GIVEN TASK:
Reproduce all of the data below verbatim, leaving out the pictures.

WORKING DATA:
(begin)

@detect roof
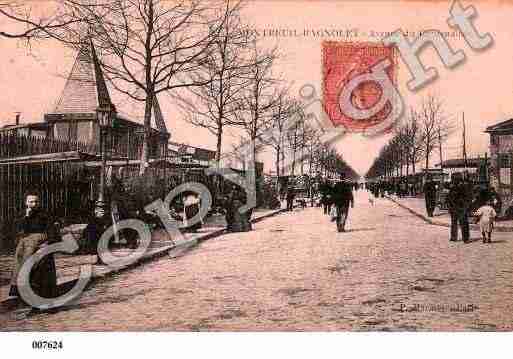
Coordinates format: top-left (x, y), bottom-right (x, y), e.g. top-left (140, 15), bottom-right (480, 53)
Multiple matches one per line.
top-left (485, 118), bottom-right (513, 134)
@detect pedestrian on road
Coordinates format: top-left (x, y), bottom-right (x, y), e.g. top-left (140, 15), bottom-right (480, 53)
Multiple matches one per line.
top-left (319, 180), bottom-right (332, 214)
top-left (287, 185), bottom-right (296, 211)
top-left (476, 199), bottom-right (497, 243)
top-left (424, 175), bottom-right (436, 217)
top-left (9, 192), bottom-right (60, 298)
top-left (333, 174), bottom-right (354, 232)
top-left (447, 173), bottom-right (471, 243)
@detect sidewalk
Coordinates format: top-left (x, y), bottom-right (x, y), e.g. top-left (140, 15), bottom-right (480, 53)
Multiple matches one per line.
top-left (385, 195), bottom-right (513, 232)
top-left (0, 209), bottom-right (283, 310)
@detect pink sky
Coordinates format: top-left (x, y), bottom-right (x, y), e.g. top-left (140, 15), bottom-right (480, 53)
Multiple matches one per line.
top-left (0, 0), bottom-right (513, 175)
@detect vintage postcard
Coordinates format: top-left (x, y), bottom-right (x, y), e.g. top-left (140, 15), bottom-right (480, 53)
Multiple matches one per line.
top-left (0, 0), bottom-right (513, 358)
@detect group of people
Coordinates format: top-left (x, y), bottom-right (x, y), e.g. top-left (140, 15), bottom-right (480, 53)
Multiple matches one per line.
top-left (319, 174), bottom-right (358, 232)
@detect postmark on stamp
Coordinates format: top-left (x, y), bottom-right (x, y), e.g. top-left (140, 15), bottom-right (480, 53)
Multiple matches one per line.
top-left (322, 41), bottom-right (397, 133)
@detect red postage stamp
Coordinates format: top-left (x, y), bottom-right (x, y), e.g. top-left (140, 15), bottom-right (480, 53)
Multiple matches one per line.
top-left (322, 41), bottom-right (397, 132)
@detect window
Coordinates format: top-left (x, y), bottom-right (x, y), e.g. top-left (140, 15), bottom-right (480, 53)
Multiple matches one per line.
top-left (499, 153), bottom-right (511, 168)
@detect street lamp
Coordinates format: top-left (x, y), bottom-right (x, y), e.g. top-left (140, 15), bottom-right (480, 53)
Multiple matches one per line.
top-left (96, 104), bottom-right (116, 210)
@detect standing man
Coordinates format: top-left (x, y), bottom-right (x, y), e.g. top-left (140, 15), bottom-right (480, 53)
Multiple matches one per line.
top-left (333, 173), bottom-right (354, 232)
top-left (447, 173), bottom-right (471, 243)
top-left (9, 192), bottom-right (60, 298)
top-left (424, 175), bottom-right (436, 217)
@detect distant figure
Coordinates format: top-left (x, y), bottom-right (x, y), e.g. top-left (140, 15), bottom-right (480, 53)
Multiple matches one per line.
top-left (9, 192), bottom-right (60, 298)
top-left (476, 200), bottom-right (497, 243)
top-left (424, 176), bottom-right (436, 217)
top-left (489, 187), bottom-right (502, 215)
top-left (333, 174), bottom-right (354, 232)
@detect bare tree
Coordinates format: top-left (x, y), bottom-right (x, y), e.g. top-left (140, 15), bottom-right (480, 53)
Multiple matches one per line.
top-left (56, 0), bottom-right (231, 174)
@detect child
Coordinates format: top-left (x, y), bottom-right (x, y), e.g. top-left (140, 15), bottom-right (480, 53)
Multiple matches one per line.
top-left (476, 200), bottom-right (497, 243)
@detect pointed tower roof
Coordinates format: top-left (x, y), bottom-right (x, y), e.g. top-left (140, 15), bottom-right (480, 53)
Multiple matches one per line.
top-left (49, 42), bottom-right (112, 114)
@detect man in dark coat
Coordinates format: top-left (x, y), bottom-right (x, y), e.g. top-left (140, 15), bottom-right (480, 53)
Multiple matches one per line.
top-left (424, 176), bottom-right (436, 217)
top-left (333, 175), bottom-right (354, 232)
top-left (447, 173), bottom-right (472, 243)
top-left (9, 192), bottom-right (60, 298)
top-left (287, 184), bottom-right (296, 211)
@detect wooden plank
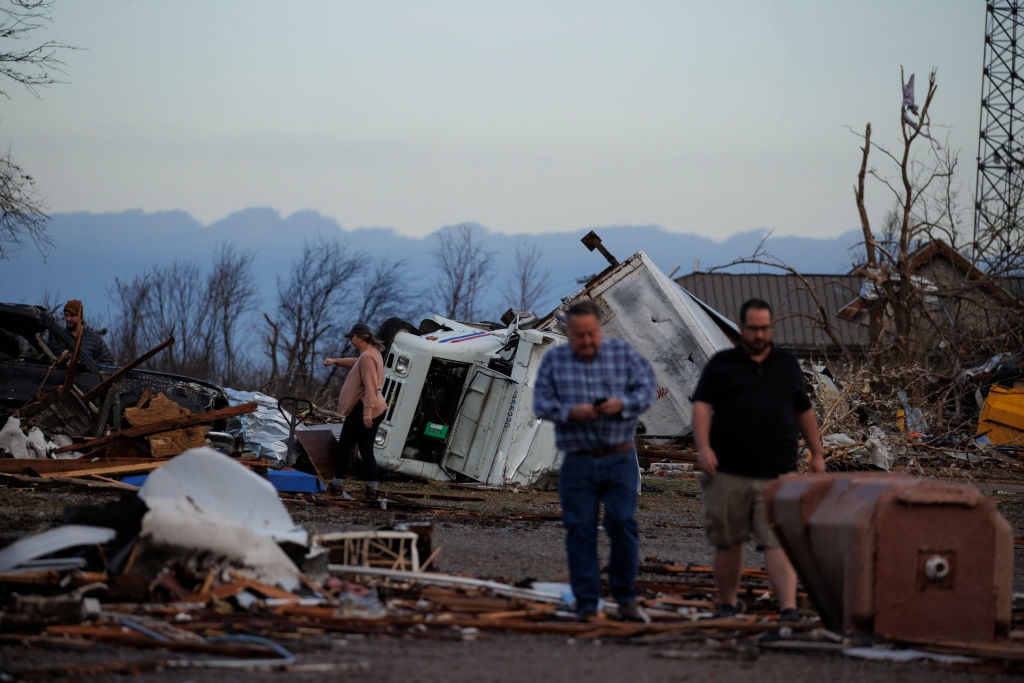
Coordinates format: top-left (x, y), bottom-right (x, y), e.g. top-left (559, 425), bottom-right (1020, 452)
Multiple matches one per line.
top-left (0, 569), bottom-right (109, 586)
top-left (135, 387), bottom-right (153, 408)
top-left (83, 337), bottom-right (174, 400)
top-left (0, 458), bottom-right (153, 474)
top-left (40, 460), bottom-right (167, 485)
top-left (53, 402), bottom-right (257, 453)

(end)

EXERCISE OUTPUT:
@detect roof
Coordinates format: top-left (x, y), bottom-right (x, y), e.g. top-left (140, 15), bottom-right (480, 53)
Multiple matches one per line.
top-left (485, 118), bottom-right (513, 134)
@detect pedestrian on road
Coordinates format: top-left (x, y), bottom-right (x, y), e.g. top-left (140, 15), bottom-right (480, 53)
Multiple matches one per line.
top-left (319, 180), bottom-right (332, 214)
top-left (287, 185), bottom-right (296, 211)
top-left (476, 199), bottom-right (497, 243)
top-left (424, 175), bottom-right (436, 217)
top-left (9, 192), bottom-right (60, 298)
top-left (333, 174), bottom-right (354, 232)
top-left (447, 173), bottom-right (471, 243)
@detect sidewalk
Coordinates format: top-left (x, y), bottom-right (x, y), e.g. top-left (140, 15), bottom-right (480, 53)
Multiple matches one per line.
top-left (385, 195), bottom-right (513, 232)
top-left (0, 209), bottom-right (283, 310)
@detect pink sky
Coordinates format: top-left (x, y), bottom-right (x, y), e.g. top-left (140, 15), bottom-right (480, 53)
Multiple matches one per line.
top-left (0, 0), bottom-right (513, 175)
@detect vintage postcard
Coordinates format: top-left (x, y), bottom-right (x, y), e.g. top-left (140, 15), bottom-right (480, 53)
Multiple matches one per line.
top-left (0, 0), bottom-right (513, 358)
@detect group of people
Coordinates format: top-left (x, y), bottom-right (x, y), e.g. top-left (140, 15), bottom-right (480, 53)
Multiple matches one per line.
top-left (319, 174), bottom-right (358, 232)
@detect postmark on stamp
Coordinates format: top-left (x, y), bottom-right (x, y), e.g. top-left (140, 15), bottom-right (480, 53)
Multiple matches one per line.
top-left (322, 41), bottom-right (397, 133)
@detect red postage stamp
Coordinates format: top-left (x, y), bottom-right (x, y), e.g. top-left (140, 15), bottom-right (480, 53)
Multiple matches one per line.
top-left (322, 41), bottom-right (397, 132)
@detect window
Coordinates format: top-left (x, y), bottom-right (x, y), e.g. top-left (140, 15), bottom-right (480, 53)
Multiple matches one per line.
top-left (499, 153), bottom-right (511, 168)
@detect street lamp
Coordinates format: top-left (x, y), bottom-right (x, y), e.g. top-left (140, 15), bottom-right (480, 53)
Multiple matches one per line.
top-left (96, 104), bottom-right (116, 210)
@detect standing man
Coordinates format: top-left (x, y), bottom-right (x, y), e.g. top-left (140, 15), bottom-right (480, 53)
Multiple matches one per line.
top-left (333, 173), bottom-right (354, 232)
top-left (447, 173), bottom-right (471, 243)
top-left (9, 192), bottom-right (60, 298)
top-left (424, 175), bottom-right (436, 217)
@detect distant figure
Coordinates format: top-left (x, y), bottom-right (x, y), e.g. top-left (140, 15), bottom-right (480, 53)
Multiple matches one per line.
top-left (9, 192), bottom-right (60, 298)
top-left (476, 200), bottom-right (497, 243)
top-left (424, 176), bottom-right (436, 217)
top-left (489, 187), bottom-right (502, 215)
top-left (333, 174), bottom-right (354, 232)
@detect bare tree
Coordinates format: top-left (x, y), bottom-right (x, y), e.g. top-left (140, 15), bottom-right (480, 53)
Multiple matches one per line.
top-left (56, 0), bottom-right (231, 174)
@detect child
Coordinates format: top-left (x, y), bottom-right (x, y), e.g. top-left (140, 15), bottom-right (480, 53)
Multiple matches one per line.
top-left (476, 200), bottom-right (497, 243)
@detect pointed tower roof
Coordinates format: top-left (x, y), bottom-right (x, y), e.g. top-left (140, 15), bottom-right (480, 53)
Multiple matches one per line.
top-left (49, 42), bottom-right (112, 114)
@detect man in dark coat
Coordinates format: top-left (x, y), bottom-right (x, y), e.g. top-left (140, 15), bottom-right (480, 53)
Multiple matches one per line.
top-left (424, 176), bottom-right (436, 217)
top-left (333, 175), bottom-right (354, 232)
top-left (447, 173), bottom-right (472, 243)
top-left (9, 192), bottom-right (60, 298)
top-left (287, 184), bottom-right (296, 211)
@detect wooden plank
Coordinates format: top-left (x, y), bottom-right (x, y), e.g. top-left (559, 425), bottom-right (1020, 452)
Multiple matches one per line.
top-left (0, 569), bottom-right (109, 586)
top-left (135, 387), bottom-right (153, 408)
top-left (83, 337), bottom-right (174, 400)
top-left (0, 458), bottom-right (153, 474)
top-left (40, 460), bottom-right (167, 485)
top-left (53, 402), bottom-right (257, 453)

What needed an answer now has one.